Directions: Swap "Drop a dot on" for "Place a point on" everywhere in the material below and write out the result with nothing else changed. Leave the pictures out of your answer.

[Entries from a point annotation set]

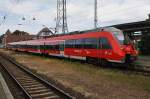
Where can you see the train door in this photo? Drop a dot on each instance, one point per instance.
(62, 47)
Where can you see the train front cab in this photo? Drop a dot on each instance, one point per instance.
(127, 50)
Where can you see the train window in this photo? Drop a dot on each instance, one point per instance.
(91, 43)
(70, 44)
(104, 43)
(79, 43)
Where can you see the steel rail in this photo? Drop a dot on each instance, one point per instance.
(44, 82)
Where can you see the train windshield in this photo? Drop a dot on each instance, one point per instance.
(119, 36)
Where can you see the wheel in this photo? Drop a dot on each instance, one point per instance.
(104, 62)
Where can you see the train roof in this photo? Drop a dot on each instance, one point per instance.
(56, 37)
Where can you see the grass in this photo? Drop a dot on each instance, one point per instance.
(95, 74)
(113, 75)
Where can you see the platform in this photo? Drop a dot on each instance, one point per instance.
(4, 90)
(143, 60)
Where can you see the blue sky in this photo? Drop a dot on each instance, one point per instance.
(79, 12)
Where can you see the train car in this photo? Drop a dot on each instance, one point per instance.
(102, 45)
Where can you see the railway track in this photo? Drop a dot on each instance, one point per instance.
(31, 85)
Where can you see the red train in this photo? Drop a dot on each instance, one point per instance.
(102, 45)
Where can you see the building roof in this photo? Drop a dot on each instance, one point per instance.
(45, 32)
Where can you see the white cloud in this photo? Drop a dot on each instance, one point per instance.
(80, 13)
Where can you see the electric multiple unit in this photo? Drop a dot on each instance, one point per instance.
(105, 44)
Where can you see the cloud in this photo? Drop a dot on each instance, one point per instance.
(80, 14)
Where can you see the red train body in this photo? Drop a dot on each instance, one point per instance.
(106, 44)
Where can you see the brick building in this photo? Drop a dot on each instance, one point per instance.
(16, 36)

Correct answer:
Where can you see the train door in this photo? Place a point on each instance, one point per instance.
(62, 47)
Where can you see the train front cab in this photo? Place a point on each instance, one point per instance.
(127, 50)
Where can you see the train window in this photo? Place a point on each instance, one point per instance.
(91, 43)
(70, 44)
(104, 43)
(79, 43)
Where can you see the steel rail in this photo? Place a point on each instance, one point per instance.
(44, 82)
Where can you see the train windshield in this photo? Place a point on each instance, one point per instance.
(119, 36)
Where can you see the wheel in this photo? Place a point on each instance, one point per instance.
(104, 62)
Where can you see the train roof in this photo? Place a point on each instance, one point per instance.
(56, 37)
Where can you see the grass in this photo? Place a point on each instance, one point per instance.
(95, 74)
(113, 75)
Where can you see the platform in this photo? Place a point on each instance, one point per instance.
(4, 90)
(143, 60)
Where can you see the blue sky in this photo? Place a point on each instance, one point per instance.
(79, 12)
Where can you see the train car in this photo? Place a point on each instance, one point per instance.
(102, 45)
Where can you see the railway track in this photo? Place a point on each instance, one point per instance.
(31, 85)
Where can you see the red train in this photo? Place a point on each instance, one point per instance.
(102, 45)
Where can you see the building roof in this photo? Place a point on each instance, one point per instance.
(45, 32)
Where can you see the white cloud in this photo? Place a point on each instance, one point per instance.
(80, 13)
Where can you see the electric multiple unit in this photo? Place a point on each instance, one point per instance.
(105, 44)
Where can you see the cloud in this photo? Place a point on each instance, one point per instance.
(80, 14)
Where can you see the red train body in this photo? Place a point on each instance, one point per instance.
(106, 44)
Where can you see the brick building in this photo? Place a point on each instance, one point per instance.
(16, 36)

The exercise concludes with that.